[Records of labeled boxes]
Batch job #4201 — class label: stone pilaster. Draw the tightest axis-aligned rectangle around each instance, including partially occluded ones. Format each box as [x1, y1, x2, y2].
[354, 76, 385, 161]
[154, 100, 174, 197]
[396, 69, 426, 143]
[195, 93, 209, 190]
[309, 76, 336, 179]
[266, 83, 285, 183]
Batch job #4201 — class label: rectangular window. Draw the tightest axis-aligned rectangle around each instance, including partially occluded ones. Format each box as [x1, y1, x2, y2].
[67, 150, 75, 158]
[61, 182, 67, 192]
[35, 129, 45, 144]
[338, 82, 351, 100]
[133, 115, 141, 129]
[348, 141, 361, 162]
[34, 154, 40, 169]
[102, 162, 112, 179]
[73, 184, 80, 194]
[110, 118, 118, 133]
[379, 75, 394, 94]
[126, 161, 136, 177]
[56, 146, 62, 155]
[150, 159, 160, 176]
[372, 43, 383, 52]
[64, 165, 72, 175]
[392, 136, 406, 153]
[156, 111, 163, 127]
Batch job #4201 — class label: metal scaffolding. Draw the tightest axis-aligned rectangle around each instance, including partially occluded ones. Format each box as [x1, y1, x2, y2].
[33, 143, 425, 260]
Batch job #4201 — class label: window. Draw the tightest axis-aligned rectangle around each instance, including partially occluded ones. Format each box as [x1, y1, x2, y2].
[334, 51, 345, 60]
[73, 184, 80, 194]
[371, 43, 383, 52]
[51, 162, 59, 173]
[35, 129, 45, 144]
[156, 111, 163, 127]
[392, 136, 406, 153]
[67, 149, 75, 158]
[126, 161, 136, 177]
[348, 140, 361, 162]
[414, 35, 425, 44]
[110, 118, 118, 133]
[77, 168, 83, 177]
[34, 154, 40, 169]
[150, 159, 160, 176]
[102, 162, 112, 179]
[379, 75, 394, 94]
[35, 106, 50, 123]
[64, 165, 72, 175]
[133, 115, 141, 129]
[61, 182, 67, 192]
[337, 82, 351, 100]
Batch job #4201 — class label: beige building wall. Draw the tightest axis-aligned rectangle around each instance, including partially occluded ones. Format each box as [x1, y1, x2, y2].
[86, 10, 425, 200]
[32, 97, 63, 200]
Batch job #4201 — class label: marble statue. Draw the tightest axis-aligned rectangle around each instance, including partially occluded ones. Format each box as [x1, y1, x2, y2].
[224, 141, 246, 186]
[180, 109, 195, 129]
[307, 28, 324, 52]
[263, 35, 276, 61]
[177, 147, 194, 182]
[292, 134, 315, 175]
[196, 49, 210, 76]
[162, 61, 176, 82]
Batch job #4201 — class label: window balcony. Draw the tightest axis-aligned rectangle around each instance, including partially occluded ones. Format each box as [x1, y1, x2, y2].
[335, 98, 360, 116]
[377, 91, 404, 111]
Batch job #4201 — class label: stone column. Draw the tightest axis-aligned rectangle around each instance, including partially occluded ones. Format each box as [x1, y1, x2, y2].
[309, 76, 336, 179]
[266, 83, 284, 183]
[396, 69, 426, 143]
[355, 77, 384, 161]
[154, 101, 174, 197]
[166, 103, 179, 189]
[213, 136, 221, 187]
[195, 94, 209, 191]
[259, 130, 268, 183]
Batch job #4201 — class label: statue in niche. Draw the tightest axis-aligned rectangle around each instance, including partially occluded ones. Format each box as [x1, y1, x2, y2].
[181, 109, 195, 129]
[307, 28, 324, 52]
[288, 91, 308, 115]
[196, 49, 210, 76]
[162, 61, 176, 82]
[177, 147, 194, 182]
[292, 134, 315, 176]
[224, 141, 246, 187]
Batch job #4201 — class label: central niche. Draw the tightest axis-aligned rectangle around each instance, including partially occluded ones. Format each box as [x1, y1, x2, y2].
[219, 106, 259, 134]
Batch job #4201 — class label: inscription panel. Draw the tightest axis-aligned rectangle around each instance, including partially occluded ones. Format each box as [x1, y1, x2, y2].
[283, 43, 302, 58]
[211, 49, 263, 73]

Short task
Turn the items above into a two-column CSV with the headers "request" and "boxes", one row per item. Put each item's text and its full answer in one quoted field each, replacing line breaks with spaces.

The completed task
request,boxes
"Batch job #4201 — class label: stone pilaster. Draw the tightest axis-aligned rectangle around each instance, including partially occluded ones. Format each box as [x1, y1, x2, y2].","[354, 76, 385, 161] [154, 100, 174, 197] [396, 69, 426, 143] [195, 93, 209, 190] [309, 76, 336, 179] [266, 83, 285, 183]"
"Batch job #4201 — class label: rectangular window. Draw the tightest axis-aligned rectangle around each instance, including partially occluded ones. Format each box as [x1, y1, x2, y2].","[67, 150, 75, 158] [61, 182, 67, 192] [35, 129, 45, 144] [338, 82, 351, 100] [133, 115, 141, 129] [348, 141, 361, 162] [34, 154, 40, 169] [102, 162, 112, 179] [73, 184, 80, 194] [110, 118, 118, 133] [379, 75, 394, 94] [126, 161, 136, 177] [56, 146, 62, 155] [150, 159, 160, 176] [372, 43, 383, 52] [64, 165, 72, 175] [392, 136, 406, 153] [156, 111, 163, 127]"
"Batch job #4201 — class label: metal scaffolding. Draw the tightest axis-aligned rectangle around each instance, including partially occluded ones. Format each box as [x1, y1, x2, y2].","[33, 143, 425, 260]"
"Batch job #4201 — class label: window. Draw the tightest axis-aligned rectangle around each instance, including partially occluded ones. Format each box as [x1, y1, x2, y2].","[334, 51, 345, 60] [73, 184, 80, 194] [371, 43, 383, 52] [51, 162, 59, 173] [35, 129, 45, 144] [156, 111, 163, 127] [392, 136, 406, 153] [67, 149, 75, 158] [126, 161, 136, 177] [348, 140, 361, 162] [414, 35, 425, 44] [110, 118, 118, 133] [77, 168, 83, 177] [34, 154, 40, 169] [150, 159, 160, 176] [102, 162, 112, 179] [379, 75, 394, 94] [35, 106, 50, 123] [64, 165, 72, 175] [133, 115, 141, 129] [61, 182, 67, 192] [337, 82, 351, 100]"
"Batch job #4201 — class label: beige building wall. Draw the tightest axis-aligned rectangle around each instance, including partially occluded ones. Format each box as [x1, y1, x2, y2].","[86, 10, 425, 200] [32, 97, 63, 200]"
"Batch job #4201 — class label: marble statue. Draw the tightest axis-aligned rectangle around each instance, including partially occluded ones. Format each box as [x1, y1, x2, y2].","[224, 141, 246, 186] [180, 109, 195, 129] [307, 28, 324, 52] [263, 35, 276, 61] [177, 147, 194, 182] [292, 134, 315, 175] [196, 49, 210, 76] [162, 61, 176, 82]"
"Batch job #4201 — class label: window balcony. Draw the tightest axis-aligned rectangle around each instance, including partially occluded ones. Format each box as [x1, y1, x2, y2].","[335, 98, 360, 116] [377, 91, 404, 111]"
"Batch job #4201 — class label: stone column. Draw the tightest axis-aligned rectangle around each instance, including partially occluded ones. Format each box as [x1, y1, x2, y2].","[309, 76, 336, 179] [266, 83, 284, 183] [396, 69, 426, 143] [355, 77, 384, 161] [154, 101, 174, 197] [166, 103, 179, 189] [213, 136, 221, 187] [195, 94, 209, 191] [259, 130, 268, 183]"
"Batch job #4201 — class label: statue in niche. Draw the tightest axis-aligned rectangle around each instance, including partially occluded ones. Format each box as [x1, y1, x2, y2].","[181, 109, 195, 129] [307, 28, 324, 52] [288, 91, 308, 115] [196, 49, 210, 76] [162, 61, 176, 82] [177, 147, 194, 182] [292, 134, 315, 176] [224, 141, 246, 187]"
"Batch job #4201 — class label: central niche. Draw the tightest axis-aligned rectangle around each instance, including partially occluded ones. Format each box as [x1, y1, x2, y2].","[219, 106, 259, 134]"
"Batch job #4201 — class label: inscription panel. Draw the tightest axis-aligned rectangle around each instance, including partially occluded ones. Format each box as [x1, y1, x2, y2].","[283, 43, 302, 58] [211, 49, 263, 73]"